BRIEF 1
Please copy everything in the passage on Large Earth Models from "But there has" down to "seeking to do now.", substituting "collaborators" for "colleagues".
BRIEF 2
In the passage on Large Earth Models, list every application Kerner names in the sentence that begins "She points to".

TEXT PASSAGE
----

But there has been recent, high-profile progress with models using huge amounts of unlabeled data to accomplish self-supervised pre-training. They use text from the internet rather than satellite data, and they are known as large language models or LLMs. The most prominent example is ChatGPT.
Kerner believes that if computer science can succeed with LLMs, it can succeed with what she is calling LEMs or Large Earth Models. And this is exactly what she and her colleagues are seeking to do now.
“We want to apply the huge amounts of multidimensional satellite data we are constantly collecting to train models in a self-supervised way,” she says. “Doing so means we could use those models as a starting point to fine tune for many different tasks.”
Kerner is thinking of much more than crop type identification. She points to classifying forests, monitoring deforestation, detecting methane emissions, tracking weather systems, counting livestock and more. She says these capabilities are all possible through the development of AI tools operating at planetary scale.
Metrics that matter
Toward these ends, she and her team have designed and continue to refine a model called Presto, which stands for pre-trained remote sensing transformer. She says it reflects the nuances of working with remote-sensing data as compared to language processing and it respects the realities of real-world application.

----

GIVEN DATA
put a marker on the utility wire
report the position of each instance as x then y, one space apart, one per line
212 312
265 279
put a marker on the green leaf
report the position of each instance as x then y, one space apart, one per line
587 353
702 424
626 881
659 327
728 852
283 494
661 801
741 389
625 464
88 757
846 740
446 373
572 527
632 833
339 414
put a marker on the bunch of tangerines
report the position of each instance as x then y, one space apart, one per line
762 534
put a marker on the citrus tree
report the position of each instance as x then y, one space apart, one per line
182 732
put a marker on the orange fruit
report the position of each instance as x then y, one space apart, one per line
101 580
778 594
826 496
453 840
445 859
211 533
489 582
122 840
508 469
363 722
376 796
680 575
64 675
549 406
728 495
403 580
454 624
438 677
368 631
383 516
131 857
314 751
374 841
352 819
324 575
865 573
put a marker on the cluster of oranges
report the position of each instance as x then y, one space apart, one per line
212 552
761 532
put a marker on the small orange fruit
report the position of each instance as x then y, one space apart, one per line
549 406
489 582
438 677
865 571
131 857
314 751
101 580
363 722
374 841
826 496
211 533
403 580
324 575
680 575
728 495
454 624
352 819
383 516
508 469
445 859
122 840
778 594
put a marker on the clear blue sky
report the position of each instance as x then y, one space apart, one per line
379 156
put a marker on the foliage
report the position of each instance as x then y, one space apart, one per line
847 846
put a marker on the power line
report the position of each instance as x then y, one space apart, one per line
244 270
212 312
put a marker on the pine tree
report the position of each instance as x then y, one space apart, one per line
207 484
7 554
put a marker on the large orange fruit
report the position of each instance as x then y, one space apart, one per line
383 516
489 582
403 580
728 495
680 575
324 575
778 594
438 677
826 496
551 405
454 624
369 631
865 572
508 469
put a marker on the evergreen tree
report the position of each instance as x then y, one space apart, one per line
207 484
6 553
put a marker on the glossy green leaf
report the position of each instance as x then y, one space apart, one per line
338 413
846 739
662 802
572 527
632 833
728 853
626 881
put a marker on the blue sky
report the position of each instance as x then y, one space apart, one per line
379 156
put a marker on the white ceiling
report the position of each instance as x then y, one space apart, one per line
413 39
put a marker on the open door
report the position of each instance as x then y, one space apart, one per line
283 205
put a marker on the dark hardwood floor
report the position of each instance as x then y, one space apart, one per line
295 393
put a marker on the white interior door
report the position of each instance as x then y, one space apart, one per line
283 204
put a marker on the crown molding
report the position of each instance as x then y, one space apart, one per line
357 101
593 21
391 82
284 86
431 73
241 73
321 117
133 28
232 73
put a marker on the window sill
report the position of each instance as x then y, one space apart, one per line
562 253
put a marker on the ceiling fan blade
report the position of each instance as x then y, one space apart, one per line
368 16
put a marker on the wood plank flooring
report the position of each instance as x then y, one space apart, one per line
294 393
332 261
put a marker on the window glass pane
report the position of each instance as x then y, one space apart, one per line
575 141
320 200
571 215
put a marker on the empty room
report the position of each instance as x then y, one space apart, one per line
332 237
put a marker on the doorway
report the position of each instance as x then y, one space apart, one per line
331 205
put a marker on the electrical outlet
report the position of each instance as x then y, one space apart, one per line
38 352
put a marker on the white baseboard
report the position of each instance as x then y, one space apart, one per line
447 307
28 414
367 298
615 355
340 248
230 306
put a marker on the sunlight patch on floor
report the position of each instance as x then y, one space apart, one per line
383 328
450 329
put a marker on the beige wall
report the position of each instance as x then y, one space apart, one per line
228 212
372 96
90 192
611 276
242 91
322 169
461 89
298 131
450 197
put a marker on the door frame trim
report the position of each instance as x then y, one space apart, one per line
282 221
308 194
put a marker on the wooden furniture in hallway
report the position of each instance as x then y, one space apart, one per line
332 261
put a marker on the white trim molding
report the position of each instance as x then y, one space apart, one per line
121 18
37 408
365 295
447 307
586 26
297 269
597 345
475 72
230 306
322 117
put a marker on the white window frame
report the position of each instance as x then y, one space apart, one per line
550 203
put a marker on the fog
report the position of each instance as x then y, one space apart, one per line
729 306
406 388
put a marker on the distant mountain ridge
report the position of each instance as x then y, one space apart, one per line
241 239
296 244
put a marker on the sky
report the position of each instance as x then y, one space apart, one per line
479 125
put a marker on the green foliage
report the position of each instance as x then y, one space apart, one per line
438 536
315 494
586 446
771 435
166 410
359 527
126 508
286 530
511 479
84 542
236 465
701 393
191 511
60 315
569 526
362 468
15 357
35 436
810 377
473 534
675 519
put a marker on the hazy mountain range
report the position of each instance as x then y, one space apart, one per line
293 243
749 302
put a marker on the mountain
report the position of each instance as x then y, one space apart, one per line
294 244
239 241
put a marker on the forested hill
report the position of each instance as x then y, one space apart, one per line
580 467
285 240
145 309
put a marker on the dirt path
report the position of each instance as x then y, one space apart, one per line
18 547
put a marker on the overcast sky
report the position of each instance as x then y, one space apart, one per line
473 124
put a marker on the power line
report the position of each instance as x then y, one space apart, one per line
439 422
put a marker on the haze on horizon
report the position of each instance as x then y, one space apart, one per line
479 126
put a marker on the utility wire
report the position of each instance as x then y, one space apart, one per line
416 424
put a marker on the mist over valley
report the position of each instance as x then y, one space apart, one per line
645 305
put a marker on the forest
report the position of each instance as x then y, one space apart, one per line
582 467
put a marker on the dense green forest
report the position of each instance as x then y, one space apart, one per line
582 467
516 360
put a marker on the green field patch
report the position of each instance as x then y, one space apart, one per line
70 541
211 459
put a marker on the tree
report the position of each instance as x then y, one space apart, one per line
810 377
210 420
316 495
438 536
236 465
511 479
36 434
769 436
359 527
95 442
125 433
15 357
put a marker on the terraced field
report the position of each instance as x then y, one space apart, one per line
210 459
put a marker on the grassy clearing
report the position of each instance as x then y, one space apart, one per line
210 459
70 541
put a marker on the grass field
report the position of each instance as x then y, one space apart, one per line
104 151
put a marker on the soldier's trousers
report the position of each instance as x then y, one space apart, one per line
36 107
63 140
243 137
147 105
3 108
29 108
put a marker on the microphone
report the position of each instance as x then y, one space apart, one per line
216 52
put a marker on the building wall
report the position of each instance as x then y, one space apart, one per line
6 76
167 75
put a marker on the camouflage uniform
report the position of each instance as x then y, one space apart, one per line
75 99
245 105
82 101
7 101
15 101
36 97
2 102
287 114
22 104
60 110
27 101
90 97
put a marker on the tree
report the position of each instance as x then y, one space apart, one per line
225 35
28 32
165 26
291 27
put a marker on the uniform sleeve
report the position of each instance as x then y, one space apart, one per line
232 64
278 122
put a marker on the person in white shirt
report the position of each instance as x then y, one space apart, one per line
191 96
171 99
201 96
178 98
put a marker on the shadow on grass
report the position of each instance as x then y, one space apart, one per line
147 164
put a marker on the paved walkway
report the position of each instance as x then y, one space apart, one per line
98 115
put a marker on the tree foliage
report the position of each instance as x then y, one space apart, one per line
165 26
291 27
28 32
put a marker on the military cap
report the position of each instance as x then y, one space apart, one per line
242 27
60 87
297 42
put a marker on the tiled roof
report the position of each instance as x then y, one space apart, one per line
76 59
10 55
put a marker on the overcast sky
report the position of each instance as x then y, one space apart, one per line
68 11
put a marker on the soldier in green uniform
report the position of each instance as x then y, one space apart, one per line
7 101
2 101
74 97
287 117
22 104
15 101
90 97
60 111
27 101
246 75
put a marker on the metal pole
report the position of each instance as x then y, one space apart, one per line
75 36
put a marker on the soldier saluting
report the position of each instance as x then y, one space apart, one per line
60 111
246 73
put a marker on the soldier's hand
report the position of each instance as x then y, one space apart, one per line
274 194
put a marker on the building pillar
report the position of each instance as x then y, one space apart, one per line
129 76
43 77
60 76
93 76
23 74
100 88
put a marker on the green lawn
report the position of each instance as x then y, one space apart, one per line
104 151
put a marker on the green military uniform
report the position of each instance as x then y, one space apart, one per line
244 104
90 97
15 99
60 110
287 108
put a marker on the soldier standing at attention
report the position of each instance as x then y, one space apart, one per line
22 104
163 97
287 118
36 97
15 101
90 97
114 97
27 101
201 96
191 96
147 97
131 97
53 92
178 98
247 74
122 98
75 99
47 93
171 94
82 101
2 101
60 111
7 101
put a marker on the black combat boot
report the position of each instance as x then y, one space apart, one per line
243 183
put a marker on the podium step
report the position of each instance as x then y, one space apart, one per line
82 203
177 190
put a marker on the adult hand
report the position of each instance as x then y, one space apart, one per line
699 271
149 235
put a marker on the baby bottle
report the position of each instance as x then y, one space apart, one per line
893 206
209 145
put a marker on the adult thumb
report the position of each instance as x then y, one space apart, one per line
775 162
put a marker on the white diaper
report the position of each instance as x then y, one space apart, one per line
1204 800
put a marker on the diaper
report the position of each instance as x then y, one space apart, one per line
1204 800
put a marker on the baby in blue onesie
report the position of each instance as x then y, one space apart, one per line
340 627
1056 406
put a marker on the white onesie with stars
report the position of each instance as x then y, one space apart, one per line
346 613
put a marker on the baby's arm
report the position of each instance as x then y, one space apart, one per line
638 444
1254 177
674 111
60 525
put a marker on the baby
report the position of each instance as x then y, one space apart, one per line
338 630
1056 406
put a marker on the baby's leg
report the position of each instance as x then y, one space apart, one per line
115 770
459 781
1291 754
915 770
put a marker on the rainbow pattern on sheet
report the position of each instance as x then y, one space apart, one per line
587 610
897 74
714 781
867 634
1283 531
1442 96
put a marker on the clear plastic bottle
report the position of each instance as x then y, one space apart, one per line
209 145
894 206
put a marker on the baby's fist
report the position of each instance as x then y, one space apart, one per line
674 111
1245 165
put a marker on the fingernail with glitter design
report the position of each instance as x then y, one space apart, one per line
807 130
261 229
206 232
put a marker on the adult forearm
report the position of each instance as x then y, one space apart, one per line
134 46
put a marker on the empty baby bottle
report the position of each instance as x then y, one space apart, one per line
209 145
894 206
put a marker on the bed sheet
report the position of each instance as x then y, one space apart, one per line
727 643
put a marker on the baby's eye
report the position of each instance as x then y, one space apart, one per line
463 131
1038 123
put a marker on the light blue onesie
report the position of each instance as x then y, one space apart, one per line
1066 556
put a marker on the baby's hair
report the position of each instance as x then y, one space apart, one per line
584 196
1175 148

----

ANSWER 1
But there has been recent, high-profile progress with models using huge amounts of unlabeled data to accomplish self-supervised pre-training. They use text from the internet rather than satellite data, and they are known as large language models or LLMs. The most prominent example is ChatGPT.
Kerner believes that if computer science can succeed with LLMs, it can succeed with what she is calling LEMs or Large Earth Models. And this is exactly what she and her collaborators are seeking to do now.

ANSWER 2
- classifying forests
- monitoring deforestation
- detecting methane emissions
- tracking weather systems
- counting livestock